[SOURCE PASSAGE]
=======
From Casetext: Smarter Legal Research

Thomas v. State

COURT OF APPEALS OF THE STATE OF NEVADA
Nov 25, 2020
No. 80106-COA (Nev. App. Nov. 25, 2020)

Opinion

No. 80106-COA

11-25-2020

DONALD RAY THOMAS, Appellant, v. THE STATE OF NEVADA, Respondent.


ORDER OF AFFIRMANCE

Donald Ray Thomas appeals from a judgment of conviction, pursuant to a jury verdict, of kidnapping in the second degree against an elderly victim and preventing or dissuading a victim or other person from reporting a crime, commencing prosecution or causing arrest. Second Judicial District Court, Washoe County; David A. Hardy, Judge.

Eva Gullatt, a 76-year-old woman, called 9-1-1 because Thomas, her 33-year-old husband, was behaving strangely. Specifically, Thomas was pacing around the apartment and had unexpectedly locked all of the doors and barricaded the front door of the apartment with a sofa. During the 9-1-1 call, Gullatt sounded distressed and indicated that Thomas's behavior was "psychotic."

We do not recount the facts except as necessary to our disposition.

Reno Police Department officers were quickly dispatched, and Sergeant Terry West and two other officers knocked on the front door but were unable to make contact with either Gullatt or Thomas. At some point, Gullatt opened the front window, including the curtains and blinds, allowing officers to see inside the apartment. Through the open window, Sgt. West saw Thomas grab Gullatt and pull her toward the center of the apartment. Thomas proceeded to close the window and pull the curtains shut.
=======
[MATERIAL SHOWN]
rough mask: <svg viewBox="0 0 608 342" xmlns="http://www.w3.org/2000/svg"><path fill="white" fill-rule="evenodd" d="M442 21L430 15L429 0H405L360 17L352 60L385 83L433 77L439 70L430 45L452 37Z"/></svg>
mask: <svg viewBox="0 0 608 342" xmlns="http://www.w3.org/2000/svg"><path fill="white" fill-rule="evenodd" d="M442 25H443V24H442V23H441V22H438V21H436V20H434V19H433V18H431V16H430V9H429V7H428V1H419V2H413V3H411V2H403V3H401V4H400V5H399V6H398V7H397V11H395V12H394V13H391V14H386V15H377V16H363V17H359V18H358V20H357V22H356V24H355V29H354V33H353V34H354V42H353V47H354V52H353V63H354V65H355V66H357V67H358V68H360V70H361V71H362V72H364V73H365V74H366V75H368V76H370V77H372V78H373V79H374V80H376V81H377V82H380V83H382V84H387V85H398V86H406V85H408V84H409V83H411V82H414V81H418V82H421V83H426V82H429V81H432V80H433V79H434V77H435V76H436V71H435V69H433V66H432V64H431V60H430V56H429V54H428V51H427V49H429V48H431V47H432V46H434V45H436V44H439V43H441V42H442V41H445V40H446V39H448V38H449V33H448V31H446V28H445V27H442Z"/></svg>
=======
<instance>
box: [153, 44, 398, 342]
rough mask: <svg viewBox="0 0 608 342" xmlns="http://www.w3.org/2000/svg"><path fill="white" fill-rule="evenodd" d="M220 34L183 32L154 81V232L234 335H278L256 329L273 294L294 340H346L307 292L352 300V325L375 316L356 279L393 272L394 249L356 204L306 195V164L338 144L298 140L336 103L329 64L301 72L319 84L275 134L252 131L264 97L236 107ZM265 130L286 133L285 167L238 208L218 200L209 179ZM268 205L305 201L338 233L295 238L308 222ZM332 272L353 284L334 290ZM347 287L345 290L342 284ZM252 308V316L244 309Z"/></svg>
=======
[PROBLEMS TO WORK ON]
1 > Answer these questions using the Thomas v. State order:
(a) Which district court, in which county, entered the judgment being appealed?
(b) How old was Eva Gullatt?
(c) What did Thomas use to barricade the front door?
2 > List every person named in the Thomas v. State order.
3 > For each statement, say whether it agrees with the Thomas v. State order, and quote the words that decide it.
(a) Thomas was convicted on a jury verdict.
(b) Officers made contact with Gullatt when they knocked on the front door.
(c) Thomas opened the front window.
The listing is separate material and has no connection to the Thomas v. State order.

[RESPONSES TO THE EXERCISE]
1 >
(a) The Second Judicial District Court, Washoe County.
(b) 76 years old.
(c) A sofa.

2 > Donald Ray Thomas, David A. Hardy, Eva Gullatt, Terry West

3 >
(a) Yes: "pursuant to a jury verdict"
(b) No: "were unable to make contact with either Gullatt or Thomas"
(c) No: "Gullatt opened the front window"